Start of Block

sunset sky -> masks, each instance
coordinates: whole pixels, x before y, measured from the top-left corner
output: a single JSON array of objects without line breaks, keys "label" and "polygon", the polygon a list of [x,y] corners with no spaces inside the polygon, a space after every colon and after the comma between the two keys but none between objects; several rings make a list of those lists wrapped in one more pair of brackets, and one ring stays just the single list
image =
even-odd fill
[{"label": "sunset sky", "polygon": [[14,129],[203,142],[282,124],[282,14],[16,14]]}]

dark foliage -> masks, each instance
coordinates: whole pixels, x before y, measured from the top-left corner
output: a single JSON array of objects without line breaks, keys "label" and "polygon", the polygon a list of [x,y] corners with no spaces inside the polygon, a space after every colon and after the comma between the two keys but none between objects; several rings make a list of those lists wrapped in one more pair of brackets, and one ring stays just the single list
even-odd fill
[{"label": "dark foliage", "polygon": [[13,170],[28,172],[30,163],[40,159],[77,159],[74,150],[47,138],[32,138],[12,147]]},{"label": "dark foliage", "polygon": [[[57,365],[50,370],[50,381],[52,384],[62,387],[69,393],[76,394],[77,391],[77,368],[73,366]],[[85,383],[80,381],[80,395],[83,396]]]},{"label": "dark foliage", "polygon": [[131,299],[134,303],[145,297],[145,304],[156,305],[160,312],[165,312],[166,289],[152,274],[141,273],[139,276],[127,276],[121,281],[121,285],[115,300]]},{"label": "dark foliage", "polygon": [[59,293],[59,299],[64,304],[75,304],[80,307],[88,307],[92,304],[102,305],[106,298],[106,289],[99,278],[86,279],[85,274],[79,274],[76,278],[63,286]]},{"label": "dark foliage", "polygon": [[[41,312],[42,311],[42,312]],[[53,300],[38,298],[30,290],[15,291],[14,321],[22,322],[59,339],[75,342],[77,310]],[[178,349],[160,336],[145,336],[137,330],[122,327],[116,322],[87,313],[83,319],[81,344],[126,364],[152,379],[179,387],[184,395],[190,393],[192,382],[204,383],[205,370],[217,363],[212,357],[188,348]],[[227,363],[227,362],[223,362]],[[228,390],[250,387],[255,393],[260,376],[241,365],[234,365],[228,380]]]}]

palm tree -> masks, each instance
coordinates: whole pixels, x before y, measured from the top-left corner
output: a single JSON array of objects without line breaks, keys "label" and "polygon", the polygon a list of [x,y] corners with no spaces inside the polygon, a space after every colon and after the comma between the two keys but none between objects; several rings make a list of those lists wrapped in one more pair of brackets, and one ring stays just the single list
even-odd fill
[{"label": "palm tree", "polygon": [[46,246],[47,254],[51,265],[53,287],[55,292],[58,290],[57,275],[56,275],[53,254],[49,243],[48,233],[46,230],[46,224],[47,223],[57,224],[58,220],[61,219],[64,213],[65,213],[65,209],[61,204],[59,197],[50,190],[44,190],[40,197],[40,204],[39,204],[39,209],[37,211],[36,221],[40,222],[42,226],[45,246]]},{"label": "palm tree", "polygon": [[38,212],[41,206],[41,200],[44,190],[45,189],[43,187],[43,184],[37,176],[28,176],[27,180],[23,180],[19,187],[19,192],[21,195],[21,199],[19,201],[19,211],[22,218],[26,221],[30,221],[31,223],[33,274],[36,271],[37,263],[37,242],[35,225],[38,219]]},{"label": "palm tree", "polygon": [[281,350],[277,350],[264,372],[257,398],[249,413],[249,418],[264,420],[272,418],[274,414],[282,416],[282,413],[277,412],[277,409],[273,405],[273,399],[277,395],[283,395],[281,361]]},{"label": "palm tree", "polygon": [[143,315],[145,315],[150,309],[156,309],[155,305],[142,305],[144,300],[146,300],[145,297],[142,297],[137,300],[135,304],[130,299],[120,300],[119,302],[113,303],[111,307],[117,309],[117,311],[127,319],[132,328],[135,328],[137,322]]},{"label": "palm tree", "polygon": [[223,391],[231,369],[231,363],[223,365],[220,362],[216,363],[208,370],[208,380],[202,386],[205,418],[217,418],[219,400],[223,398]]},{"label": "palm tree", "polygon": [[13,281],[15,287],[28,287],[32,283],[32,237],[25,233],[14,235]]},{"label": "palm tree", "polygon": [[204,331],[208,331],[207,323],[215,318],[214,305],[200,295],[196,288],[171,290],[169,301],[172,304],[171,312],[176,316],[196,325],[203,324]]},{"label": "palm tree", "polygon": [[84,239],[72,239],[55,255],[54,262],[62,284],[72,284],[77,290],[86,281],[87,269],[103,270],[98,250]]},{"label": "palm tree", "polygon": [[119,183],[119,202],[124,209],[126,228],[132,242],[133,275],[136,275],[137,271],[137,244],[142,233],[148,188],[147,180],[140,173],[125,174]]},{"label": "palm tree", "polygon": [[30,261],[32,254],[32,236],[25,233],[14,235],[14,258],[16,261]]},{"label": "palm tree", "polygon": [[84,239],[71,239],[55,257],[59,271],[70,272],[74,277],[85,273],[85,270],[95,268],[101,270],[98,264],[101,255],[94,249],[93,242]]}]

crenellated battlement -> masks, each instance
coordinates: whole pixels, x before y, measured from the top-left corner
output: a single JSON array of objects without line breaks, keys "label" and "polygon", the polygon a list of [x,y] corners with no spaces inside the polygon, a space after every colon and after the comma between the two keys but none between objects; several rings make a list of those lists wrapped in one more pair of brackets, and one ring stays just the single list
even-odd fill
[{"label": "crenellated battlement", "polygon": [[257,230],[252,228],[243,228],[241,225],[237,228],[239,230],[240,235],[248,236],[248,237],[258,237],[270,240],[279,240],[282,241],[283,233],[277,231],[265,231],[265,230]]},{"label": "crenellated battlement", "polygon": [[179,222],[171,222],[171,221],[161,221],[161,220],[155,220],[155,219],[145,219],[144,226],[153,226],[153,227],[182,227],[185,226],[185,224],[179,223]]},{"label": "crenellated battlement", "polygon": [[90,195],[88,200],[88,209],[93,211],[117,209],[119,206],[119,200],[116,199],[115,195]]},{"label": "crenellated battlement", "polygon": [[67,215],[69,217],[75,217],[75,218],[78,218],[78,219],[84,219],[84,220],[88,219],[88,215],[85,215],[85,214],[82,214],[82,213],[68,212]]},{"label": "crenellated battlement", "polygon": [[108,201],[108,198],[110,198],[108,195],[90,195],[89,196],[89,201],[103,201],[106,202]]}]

End of Block

**Exercise objective:**
Tally the lines of the data that hold the string "masks". Answer with the number and nothing more.

**Completed task:**
4